* What you have to do
If a line in the data below contains "brown", copy it.

[Dataset entries]
====================

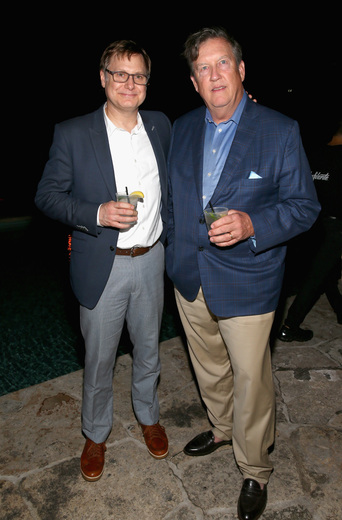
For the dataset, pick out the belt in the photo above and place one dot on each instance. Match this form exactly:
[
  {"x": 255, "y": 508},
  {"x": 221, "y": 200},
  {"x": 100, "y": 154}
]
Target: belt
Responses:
[{"x": 135, "y": 250}]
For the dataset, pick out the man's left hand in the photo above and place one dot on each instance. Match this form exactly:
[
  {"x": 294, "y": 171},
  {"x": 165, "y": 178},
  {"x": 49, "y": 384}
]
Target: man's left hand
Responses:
[{"x": 232, "y": 228}]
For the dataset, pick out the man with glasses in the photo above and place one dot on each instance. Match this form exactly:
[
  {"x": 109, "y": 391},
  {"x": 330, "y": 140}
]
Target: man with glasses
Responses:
[{"x": 117, "y": 255}]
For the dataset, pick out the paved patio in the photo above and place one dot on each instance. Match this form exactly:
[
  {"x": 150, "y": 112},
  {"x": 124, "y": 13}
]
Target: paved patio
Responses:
[{"x": 41, "y": 444}]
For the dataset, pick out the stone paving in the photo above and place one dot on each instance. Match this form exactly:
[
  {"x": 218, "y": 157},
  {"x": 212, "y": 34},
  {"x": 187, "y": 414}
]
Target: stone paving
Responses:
[{"x": 41, "y": 444}]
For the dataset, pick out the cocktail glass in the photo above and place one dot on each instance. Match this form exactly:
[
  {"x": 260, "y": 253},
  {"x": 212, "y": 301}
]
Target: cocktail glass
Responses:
[{"x": 214, "y": 213}]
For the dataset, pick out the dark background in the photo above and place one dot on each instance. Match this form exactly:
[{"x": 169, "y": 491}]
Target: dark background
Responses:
[{"x": 51, "y": 57}]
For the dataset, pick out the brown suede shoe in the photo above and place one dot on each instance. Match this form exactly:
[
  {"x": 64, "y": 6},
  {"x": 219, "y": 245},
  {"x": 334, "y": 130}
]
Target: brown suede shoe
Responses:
[
  {"x": 156, "y": 440},
  {"x": 92, "y": 460}
]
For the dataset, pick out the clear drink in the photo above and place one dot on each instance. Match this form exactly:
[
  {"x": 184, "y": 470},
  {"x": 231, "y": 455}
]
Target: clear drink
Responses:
[{"x": 212, "y": 214}]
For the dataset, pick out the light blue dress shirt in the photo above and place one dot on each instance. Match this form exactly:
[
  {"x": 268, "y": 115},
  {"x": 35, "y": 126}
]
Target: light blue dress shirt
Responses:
[{"x": 217, "y": 144}]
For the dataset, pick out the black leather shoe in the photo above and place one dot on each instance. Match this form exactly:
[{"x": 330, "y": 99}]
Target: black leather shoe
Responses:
[
  {"x": 294, "y": 334},
  {"x": 252, "y": 500},
  {"x": 203, "y": 444}
]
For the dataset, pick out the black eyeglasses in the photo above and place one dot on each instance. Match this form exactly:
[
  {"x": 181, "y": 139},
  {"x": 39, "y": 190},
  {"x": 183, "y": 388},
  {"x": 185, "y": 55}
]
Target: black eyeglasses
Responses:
[{"x": 121, "y": 77}]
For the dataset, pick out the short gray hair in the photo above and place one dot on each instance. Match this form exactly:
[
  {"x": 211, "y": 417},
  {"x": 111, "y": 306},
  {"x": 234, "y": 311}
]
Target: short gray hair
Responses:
[{"x": 193, "y": 42}]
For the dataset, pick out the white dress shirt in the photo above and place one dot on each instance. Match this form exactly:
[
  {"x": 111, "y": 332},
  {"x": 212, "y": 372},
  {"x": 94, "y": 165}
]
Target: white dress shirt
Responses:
[{"x": 135, "y": 167}]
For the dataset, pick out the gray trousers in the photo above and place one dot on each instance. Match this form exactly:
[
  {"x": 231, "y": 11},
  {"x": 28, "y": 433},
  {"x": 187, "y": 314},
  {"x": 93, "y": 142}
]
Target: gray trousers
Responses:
[{"x": 135, "y": 292}]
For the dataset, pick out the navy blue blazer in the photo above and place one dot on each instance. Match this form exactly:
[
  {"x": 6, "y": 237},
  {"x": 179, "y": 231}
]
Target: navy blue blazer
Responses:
[
  {"x": 266, "y": 175},
  {"x": 77, "y": 178}
]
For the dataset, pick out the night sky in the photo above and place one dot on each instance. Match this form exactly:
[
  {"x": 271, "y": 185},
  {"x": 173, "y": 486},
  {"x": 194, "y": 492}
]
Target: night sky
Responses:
[{"x": 293, "y": 64}]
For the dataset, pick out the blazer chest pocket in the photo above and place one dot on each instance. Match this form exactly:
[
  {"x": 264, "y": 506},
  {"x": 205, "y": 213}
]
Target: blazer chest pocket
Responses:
[{"x": 255, "y": 191}]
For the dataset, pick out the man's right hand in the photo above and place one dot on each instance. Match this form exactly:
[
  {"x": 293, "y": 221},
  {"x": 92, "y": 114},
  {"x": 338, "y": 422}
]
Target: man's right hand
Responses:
[{"x": 117, "y": 214}]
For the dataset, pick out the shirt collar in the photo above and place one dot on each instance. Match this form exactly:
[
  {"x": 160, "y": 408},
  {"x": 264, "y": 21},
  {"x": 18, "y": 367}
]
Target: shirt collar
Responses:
[
  {"x": 111, "y": 128},
  {"x": 235, "y": 117}
]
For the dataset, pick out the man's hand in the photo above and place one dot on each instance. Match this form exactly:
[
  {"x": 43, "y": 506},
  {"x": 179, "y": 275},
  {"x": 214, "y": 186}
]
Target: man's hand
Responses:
[
  {"x": 117, "y": 214},
  {"x": 232, "y": 228}
]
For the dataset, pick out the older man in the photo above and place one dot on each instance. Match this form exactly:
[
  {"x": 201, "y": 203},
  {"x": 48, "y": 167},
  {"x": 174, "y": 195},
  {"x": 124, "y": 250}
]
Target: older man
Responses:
[
  {"x": 117, "y": 258},
  {"x": 241, "y": 155}
]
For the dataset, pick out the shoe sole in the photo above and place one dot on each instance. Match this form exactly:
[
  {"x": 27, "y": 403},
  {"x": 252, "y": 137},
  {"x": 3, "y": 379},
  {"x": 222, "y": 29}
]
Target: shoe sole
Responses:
[
  {"x": 196, "y": 454},
  {"x": 91, "y": 479},
  {"x": 158, "y": 457}
]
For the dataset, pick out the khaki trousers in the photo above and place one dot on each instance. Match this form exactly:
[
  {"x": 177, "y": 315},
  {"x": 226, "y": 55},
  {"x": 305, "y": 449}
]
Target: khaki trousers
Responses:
[{"x": 232, "y": 362}]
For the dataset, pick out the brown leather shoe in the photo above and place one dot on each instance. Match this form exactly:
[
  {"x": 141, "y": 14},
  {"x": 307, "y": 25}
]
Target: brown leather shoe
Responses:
[
  {"x": 156, "y": 440},
  {"x": 92, "y": 460}
]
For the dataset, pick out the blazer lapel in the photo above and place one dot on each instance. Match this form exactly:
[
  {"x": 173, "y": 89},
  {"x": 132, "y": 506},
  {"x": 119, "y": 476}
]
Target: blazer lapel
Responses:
[
  {"x": 99, "y": 139},
  {"x": 157, "y": 148},
  {"x": 243, "y": 138},
  {"x": 198, "y": 136}
]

====================

* Exercise answer
For the dataset, pick out the brown suede shoe in the photo above and place one dot on each instance. Match this form exactly:
Target: brown suede shoe
For the dataset, pick out the brown leather shoe in the photo above and place one dot on each instance. Match this form exactly:
Target: brown leather shoe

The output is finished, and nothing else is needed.